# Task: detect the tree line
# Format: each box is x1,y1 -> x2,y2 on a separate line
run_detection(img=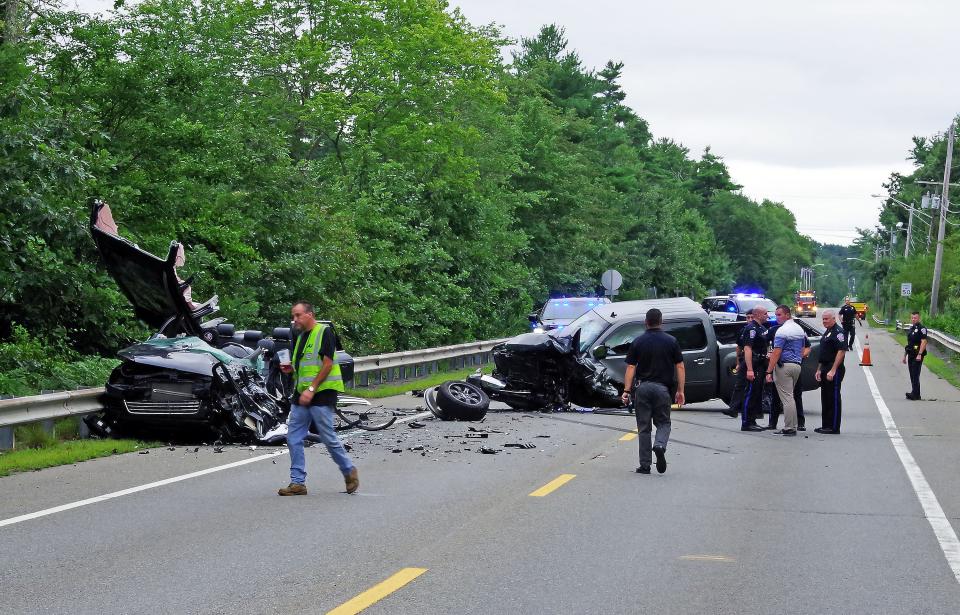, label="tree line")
0,0 -> 819,354
855,121 -> 960,335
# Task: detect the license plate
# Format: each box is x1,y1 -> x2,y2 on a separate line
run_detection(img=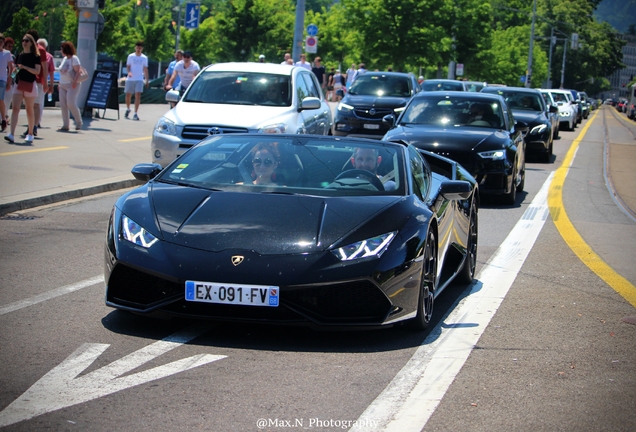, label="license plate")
185,281 -> 279,307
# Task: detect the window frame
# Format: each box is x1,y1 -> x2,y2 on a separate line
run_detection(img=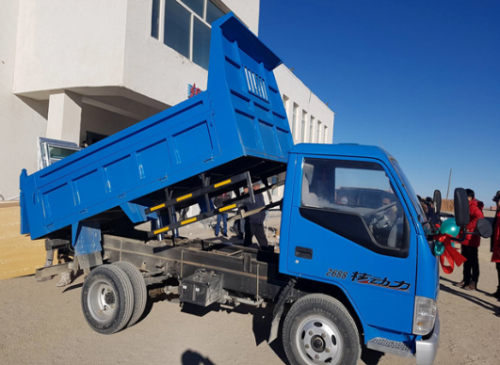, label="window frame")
150,0 -> 226,70
294,155 -> 412,259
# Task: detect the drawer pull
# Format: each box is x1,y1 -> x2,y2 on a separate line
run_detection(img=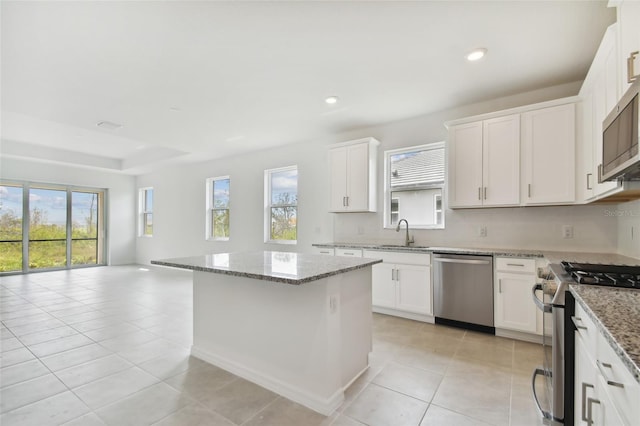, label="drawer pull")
596,360 -> 624,388
571,316 -> 589,330
587,398 -> 600,426
582,382 -> 593,422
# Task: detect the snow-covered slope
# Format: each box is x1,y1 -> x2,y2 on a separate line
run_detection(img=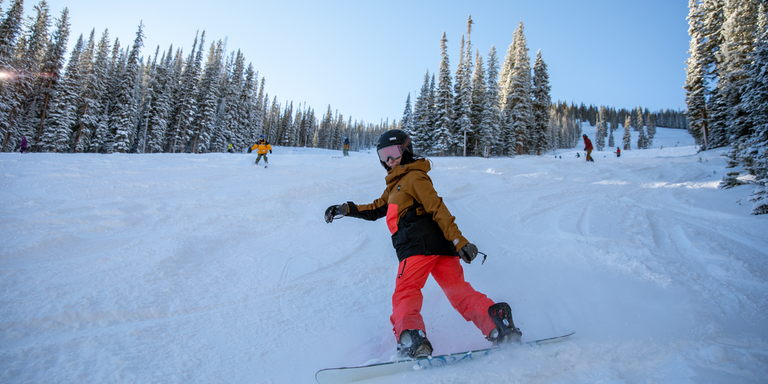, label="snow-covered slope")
0,128 -> 768,383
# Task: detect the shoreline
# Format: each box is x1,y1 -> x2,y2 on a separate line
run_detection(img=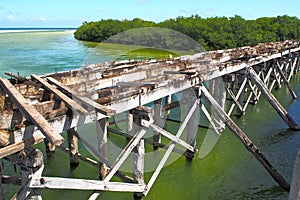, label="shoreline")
0,28 -> 76,34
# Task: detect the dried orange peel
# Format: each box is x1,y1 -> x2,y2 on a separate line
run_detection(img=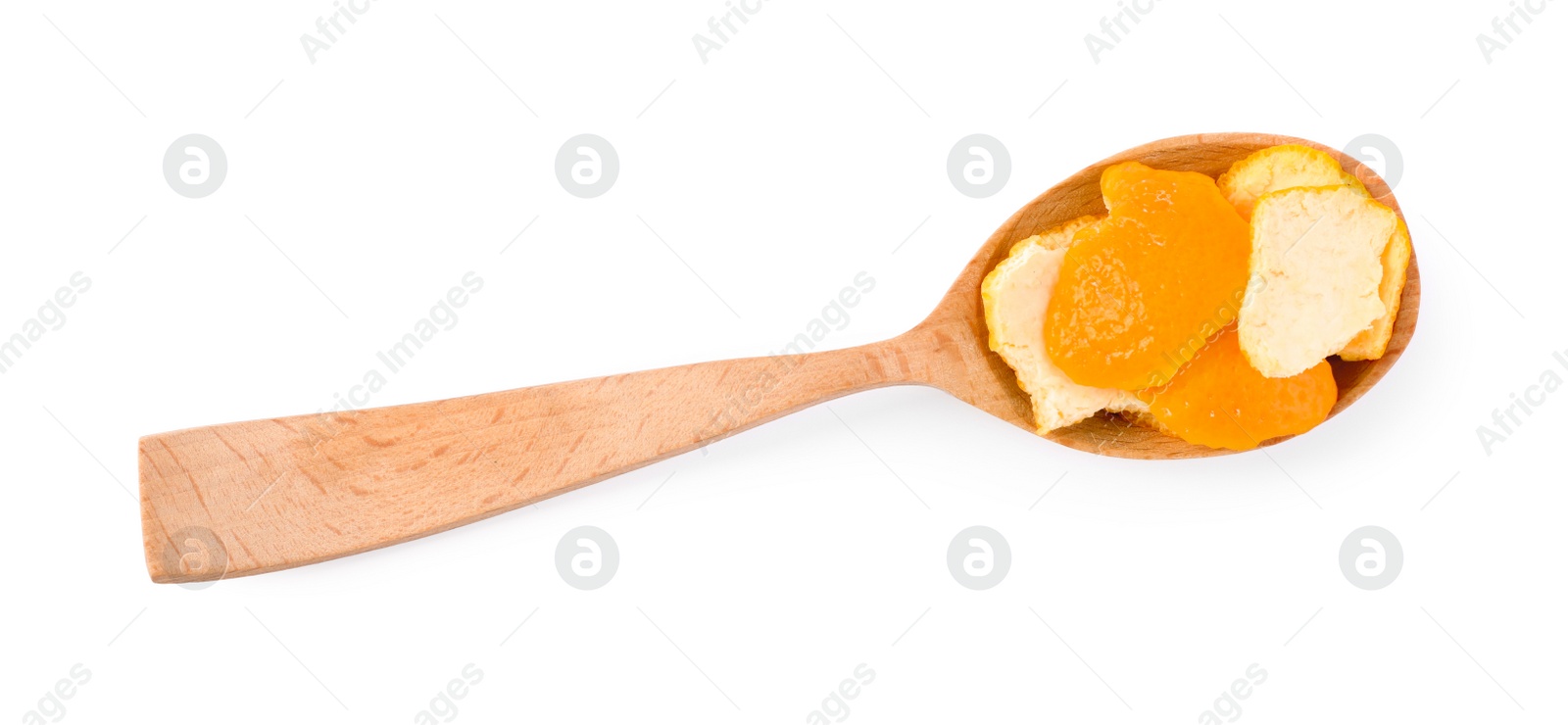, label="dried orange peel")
1046,162 -> 1250,391
982,144 -> 1411,451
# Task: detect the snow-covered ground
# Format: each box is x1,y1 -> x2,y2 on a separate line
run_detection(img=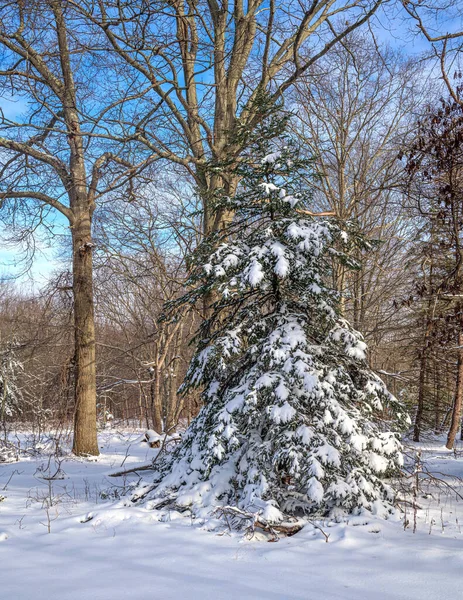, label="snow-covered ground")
0,432 -> 463,600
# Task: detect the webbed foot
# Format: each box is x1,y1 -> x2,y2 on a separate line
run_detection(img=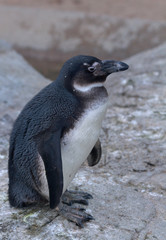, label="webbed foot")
62,190 -> 93,205
58,203 -> 94,228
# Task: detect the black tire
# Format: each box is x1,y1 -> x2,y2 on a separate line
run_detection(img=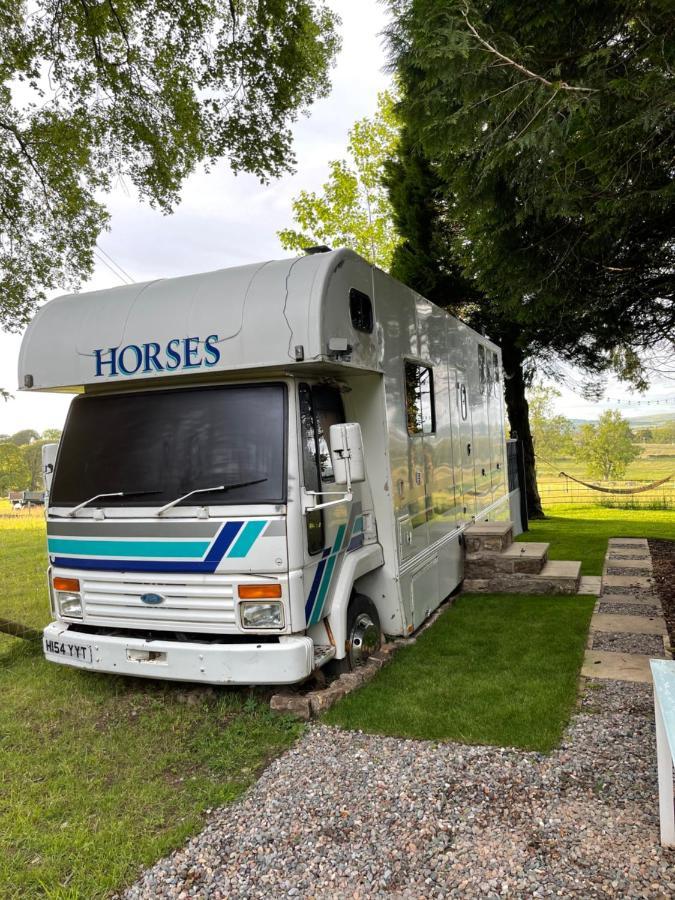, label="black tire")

- Work required:
How many lines in the entries above contain the string "Task"? Treat the match as case-sensitive, and give only the number.

- Full answer:
10